■ WHAT THE TASK ASKS
The records below must be duplicated exactly, character for character.

■ EXCERPTED DATA

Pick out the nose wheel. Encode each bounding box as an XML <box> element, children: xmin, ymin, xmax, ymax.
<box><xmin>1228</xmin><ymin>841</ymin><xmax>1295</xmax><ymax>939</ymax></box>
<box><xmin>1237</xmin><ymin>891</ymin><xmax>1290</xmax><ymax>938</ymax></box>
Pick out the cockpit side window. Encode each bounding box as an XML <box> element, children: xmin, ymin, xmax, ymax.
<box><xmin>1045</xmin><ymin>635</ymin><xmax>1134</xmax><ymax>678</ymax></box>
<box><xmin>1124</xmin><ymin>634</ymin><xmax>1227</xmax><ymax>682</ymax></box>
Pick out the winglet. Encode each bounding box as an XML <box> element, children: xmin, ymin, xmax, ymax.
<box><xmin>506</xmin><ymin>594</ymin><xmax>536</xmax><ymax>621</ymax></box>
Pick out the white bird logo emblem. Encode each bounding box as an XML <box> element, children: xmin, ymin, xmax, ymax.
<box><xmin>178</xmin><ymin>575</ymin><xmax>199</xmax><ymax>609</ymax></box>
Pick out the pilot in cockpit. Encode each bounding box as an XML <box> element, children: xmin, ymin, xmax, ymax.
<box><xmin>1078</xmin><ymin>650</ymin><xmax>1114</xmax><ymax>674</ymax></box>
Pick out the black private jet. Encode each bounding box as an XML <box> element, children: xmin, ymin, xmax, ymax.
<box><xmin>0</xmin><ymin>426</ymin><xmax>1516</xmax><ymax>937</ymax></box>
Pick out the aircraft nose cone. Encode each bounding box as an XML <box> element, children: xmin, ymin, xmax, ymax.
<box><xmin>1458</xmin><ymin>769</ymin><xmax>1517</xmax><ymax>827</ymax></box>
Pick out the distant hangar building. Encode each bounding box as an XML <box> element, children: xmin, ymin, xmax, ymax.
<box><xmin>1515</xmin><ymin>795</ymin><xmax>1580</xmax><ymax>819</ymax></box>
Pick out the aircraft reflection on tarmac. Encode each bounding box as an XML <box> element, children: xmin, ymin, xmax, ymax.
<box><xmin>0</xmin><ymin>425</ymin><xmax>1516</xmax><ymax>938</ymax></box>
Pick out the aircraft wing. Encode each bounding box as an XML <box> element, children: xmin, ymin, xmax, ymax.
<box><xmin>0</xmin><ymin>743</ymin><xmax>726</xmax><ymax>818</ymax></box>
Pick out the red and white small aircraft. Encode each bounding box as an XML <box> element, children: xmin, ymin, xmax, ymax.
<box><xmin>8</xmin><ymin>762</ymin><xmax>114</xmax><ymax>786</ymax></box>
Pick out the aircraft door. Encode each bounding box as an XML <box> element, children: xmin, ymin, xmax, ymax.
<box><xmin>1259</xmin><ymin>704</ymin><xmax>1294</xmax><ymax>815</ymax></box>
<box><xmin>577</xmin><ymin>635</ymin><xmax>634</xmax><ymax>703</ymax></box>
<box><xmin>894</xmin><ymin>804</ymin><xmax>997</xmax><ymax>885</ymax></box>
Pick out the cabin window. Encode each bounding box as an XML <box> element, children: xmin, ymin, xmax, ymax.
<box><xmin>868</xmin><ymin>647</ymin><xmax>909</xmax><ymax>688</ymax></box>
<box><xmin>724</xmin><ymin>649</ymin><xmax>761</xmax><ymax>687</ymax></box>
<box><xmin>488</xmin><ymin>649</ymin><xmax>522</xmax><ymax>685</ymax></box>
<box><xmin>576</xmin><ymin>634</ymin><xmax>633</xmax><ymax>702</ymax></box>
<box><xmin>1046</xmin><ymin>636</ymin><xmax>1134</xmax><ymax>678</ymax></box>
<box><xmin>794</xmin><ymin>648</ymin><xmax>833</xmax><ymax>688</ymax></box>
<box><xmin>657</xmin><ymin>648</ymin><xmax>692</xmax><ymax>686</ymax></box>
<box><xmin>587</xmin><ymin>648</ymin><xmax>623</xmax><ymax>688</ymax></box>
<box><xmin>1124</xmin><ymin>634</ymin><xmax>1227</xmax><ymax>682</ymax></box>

■ RESPONSE
Pick out the nose wheel. Encode each bounding box as an XML <box> element, children: xmin, ymin, xmax, ymax.
<box><xmin>1228</xmin><ymin>841</ymin><xmax>1295</xmax><ymax>939</ymax></box>
<box><xmin>1237</xmin><ymin>891</ymin><xmax>1290</xmax><ymax>938</ymax></box>
Pick out the cockpit side window. Encode each bounding box as an XML <box> element, children: xmin, ymin, xmax, ymax.
<box><xmin>1045</xmin><ymin>635</ymin><xmax>1134</xmax><ymax>678</ymax></box>
<box><xmin>1124</xmin><ymin>634</ymin><xmax>1227</xmax><ymax>682</ymax></box>
Pick out the winglet. Encode each bounding box as an XML <box> element, children: xmin, ymin, xmax, ymax.
<box><xmin>506</xmin><ymin>594</ymin><xmax>536</xmax><ymax>621</ymax></box>
Pick out the white bird logo emblem. Encode each bounding box as an XML <box> element, children: xmin, ymin, xmax, ymax.
<box><xmin>178</xmin><ymin>575</ymin><xmax>199</xmax><ymax>609</ymax></box>
Pick out the pilot in cockpit. Encode each bounding box as an XML <box> element, children: xmin, ymin, xmax, ymax.
<box><xmin>1078</xmin><ymin>650</ymin><xmax>1114</xmax><ymax>674</ymax></box>
Pick out the black private jet. Encode each bounding box as an XML <box> element, children: xmin, ymin, xmax, ymax.
<box><xmin>0</xmin><ymin>426</ymin><xmax>1516</xmax><ymax>937</ymax></box>
Pick out the aircraft nose cone. Encode each bounding box as an XML <box> element, children: xmin, ymin, xmax, ymax.
<box><xmin>1458</xmin><ymin>769</ymin><xmax>1517</xmax><ymax>827</ymax></box>
Pick out the distant hangar building. Encode each bounding box as an XML <box> element, children: xmin, ymin, xmax, ymax.
<box><xmin>1515</xmin><ymin>795</ymin><xmax>1580</xmax><ymax>819</ymax></box>
Pick out the aircraft reflection on tarmac. Encode each bounding box as an XML <box> element, children: xmin, ymin, xmax, ymax.
<box><xmin>0</xmin><ymin>425</ymin><xmax>1516</xmax><ymax>938</ymax></box>
Pick out the aircraft wing. Encode each bounding box as an XML <box> element, children: xmin, ymin, xmax, ymax.
<box><xmin>0</xmin><ymin>743</ymin><xmax>726</xmax><ymax>818</ymax></box>
Pick out the red and white small aircraft. Encode each bounding box as an XML <box> element, children: xmin, ymin, xmax, ymax.
<box><xmin>8</xmin><ymin>762</ymin><xmax>114</xmax><ymax>786</ymax></box>
Pick out the aircraft door. Encode each bounding box as an XML <box> element, children: xmin, ymin, xmax, ymax.
<box><xmin>1259</xmin><ymin>704</ymin><xmax>1294</xmax><ymax>815</ymax></box>
<box><xmin>577</xmin><ymin>635</ymin><xmax>634</xmax><ymax>703</ymax></box>
<box><xmin>894</xmin><ymin>804</ymin><xmax>997</xmax><ymax>885</ymax></box>
Pick out the cabin window. Encode each bounding box as an XML <box> element, children: xmin, ymin, xmax, ymax.
<box><xmin>868</xmin><ymin>647</ymin><xmax>909</xmax><ymax>688</ymax></box>
<box><xmin>724</xmin><ymin>649</ymin><xmax>761</xmax><ymax>687</ymax></box>
<box><xmin>488</xmin><ymin>649</ymin><xmax>522</xmax><ymax>685</ymax></box>
<box><xmin>576</xmin><ymin>634</ymin><xmax>633</xmax><ymax>702</ymax></box>
<box><xmin>1046</xmin><ymin>636</ymin><xmax>1134</xmax><ymax>678</ymax></box>
<box><xmin>794</xmin><ymin>648</ymin><xmax>833</xmax><ymax>688</ymax></box>
<box><xmin>657</xmin><ymin>648</ymin><xmax>692</xmax><ymax>686</ymax></box>
<box><xmin>587</xmin><ymin>648</ymin><xmax>623</xmax><ymax>688</ymax></box>
<box><xmin>1124</xmin><ymin>634</ymin><xmax>1227</xmax><ymax>682</ymax></box>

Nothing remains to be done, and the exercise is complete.